Set task -> Rewrite the stretch of the listing from its start through the line containing "point(205, 121)", changing "bicycle wheel" to "bike wheel" and keeping everything else the same.

Input for this task ->
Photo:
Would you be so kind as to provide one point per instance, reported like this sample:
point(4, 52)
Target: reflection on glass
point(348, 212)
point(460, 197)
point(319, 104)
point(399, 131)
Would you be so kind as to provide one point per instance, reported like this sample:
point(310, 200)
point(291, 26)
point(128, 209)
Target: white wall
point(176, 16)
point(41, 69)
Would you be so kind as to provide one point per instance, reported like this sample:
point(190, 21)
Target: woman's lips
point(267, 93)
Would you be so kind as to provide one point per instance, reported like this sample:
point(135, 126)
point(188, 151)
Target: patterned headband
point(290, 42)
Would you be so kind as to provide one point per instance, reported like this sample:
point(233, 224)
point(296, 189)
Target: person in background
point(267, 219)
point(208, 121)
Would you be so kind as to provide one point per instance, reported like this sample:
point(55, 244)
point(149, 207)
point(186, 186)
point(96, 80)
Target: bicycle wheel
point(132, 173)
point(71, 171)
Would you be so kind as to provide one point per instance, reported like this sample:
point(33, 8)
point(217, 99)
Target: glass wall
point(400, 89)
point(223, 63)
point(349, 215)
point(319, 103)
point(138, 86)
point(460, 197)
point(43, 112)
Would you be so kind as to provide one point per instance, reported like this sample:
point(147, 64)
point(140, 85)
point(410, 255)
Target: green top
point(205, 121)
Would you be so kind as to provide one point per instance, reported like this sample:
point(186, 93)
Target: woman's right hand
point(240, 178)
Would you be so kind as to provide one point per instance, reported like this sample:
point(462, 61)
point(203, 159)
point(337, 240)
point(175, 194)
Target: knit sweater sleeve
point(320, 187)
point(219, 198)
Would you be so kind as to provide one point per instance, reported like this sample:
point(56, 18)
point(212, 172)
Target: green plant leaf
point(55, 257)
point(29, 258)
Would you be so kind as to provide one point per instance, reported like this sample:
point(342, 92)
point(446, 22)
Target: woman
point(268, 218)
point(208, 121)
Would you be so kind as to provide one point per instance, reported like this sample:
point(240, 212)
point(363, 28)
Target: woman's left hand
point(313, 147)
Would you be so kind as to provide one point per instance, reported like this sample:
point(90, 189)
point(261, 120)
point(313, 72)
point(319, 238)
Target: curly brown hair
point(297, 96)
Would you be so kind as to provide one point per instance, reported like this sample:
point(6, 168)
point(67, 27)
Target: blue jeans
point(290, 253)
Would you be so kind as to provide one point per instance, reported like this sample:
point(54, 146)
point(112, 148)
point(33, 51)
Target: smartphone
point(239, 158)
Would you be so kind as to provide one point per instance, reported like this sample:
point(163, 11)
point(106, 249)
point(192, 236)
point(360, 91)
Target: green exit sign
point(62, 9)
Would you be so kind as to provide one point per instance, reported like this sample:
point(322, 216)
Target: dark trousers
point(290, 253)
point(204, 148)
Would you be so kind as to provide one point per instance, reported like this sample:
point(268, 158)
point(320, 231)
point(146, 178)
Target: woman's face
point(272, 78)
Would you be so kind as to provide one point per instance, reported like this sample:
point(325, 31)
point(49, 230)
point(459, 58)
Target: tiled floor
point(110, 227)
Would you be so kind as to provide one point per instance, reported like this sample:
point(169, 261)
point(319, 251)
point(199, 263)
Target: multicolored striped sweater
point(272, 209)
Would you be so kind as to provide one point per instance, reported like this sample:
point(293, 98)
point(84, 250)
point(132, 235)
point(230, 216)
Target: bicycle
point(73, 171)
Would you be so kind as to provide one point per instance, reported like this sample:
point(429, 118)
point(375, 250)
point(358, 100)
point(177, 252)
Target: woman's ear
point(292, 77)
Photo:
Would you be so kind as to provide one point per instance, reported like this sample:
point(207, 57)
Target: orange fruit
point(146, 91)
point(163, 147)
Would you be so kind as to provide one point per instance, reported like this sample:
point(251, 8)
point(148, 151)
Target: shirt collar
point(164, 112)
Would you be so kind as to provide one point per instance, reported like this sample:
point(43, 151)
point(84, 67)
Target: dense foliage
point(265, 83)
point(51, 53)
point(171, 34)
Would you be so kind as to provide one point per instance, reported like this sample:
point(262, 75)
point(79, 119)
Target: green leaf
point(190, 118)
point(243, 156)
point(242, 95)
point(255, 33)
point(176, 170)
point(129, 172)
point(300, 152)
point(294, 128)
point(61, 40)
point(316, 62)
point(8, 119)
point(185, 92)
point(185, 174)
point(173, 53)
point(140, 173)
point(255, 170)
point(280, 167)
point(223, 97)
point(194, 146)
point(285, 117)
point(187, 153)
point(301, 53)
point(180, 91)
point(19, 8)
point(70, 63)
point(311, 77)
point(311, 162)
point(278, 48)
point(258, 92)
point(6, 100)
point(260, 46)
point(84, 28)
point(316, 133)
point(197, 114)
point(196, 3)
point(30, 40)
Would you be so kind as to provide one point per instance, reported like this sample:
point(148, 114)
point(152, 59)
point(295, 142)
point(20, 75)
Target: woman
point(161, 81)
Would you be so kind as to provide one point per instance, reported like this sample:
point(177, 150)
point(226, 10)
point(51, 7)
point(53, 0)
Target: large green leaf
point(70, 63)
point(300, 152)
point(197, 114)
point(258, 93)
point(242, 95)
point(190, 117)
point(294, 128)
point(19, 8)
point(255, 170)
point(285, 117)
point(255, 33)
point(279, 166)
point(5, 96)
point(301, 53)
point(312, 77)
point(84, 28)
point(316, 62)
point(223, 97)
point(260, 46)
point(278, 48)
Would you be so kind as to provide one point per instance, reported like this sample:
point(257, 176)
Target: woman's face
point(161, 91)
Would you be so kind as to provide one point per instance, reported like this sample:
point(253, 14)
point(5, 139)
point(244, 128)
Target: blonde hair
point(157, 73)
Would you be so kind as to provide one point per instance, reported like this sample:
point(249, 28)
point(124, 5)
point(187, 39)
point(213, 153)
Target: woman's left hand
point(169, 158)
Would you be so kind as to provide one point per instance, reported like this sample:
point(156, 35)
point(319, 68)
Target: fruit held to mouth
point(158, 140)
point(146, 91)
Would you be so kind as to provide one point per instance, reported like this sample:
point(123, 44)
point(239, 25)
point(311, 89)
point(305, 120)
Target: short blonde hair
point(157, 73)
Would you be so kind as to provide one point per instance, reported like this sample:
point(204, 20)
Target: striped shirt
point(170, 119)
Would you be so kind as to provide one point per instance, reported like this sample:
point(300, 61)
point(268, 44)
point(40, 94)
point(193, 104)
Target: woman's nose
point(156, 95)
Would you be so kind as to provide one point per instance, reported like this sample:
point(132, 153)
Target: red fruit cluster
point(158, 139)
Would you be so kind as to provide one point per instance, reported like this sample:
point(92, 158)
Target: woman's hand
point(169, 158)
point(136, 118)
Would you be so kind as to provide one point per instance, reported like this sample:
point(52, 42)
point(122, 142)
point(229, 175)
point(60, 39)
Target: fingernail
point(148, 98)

Written solution ->
Photo:
Would you be so kind as to provide one point per instance, reported like this sample:
point(4, 52)
Target: reflection on glass
point(348, 212)
point(460, 197)
point(319, 104)
point(399, 131)
Would you be so kind as to provide one point per instance, reported like this sample:
point(310, 200)
point(291, 26)
point(128, 209)
Target: white wall
point(176, 16)
point(41, 69)
Would you be so kind as to provide one point per instance, reported like this sample:
point(190, 21)
Target: woman's lips
point(267, 93)
Would you be so kind as to provide one point per instance, reported like this sample:
point(135, 126)
point(188, 151)
Target: patterned headband
point(290, 42)
Would you be so kind as to provide one point per instance, reported like this sample:
point(233, 224)
point(296, 189)
Target: person in background
point(267, 219)
point(208, 121)
Would you be so kind as to provide one point per instance, reported like this sample:
point(55, 244)
point(149, 207)
point(186, 186)
point(96, 80)
Target: bike wheel
point(132, 173)
point(71, 171)
Would you be so kind as to provide one point per instance, reported like this sample:
point(33, 8)
point(217, 99)
Target: glass wall
point(400, 89)
point(223, 63)
point(349, 215)
point(319, 103)
point(138, 86)
point(460, 197)
point(43, 112)
Would you be so kind as to provide one point per instance, reported like this sample:
point(147, 64)
point(140, 85)
point(410, 255)
Target: green top
point(205, 121)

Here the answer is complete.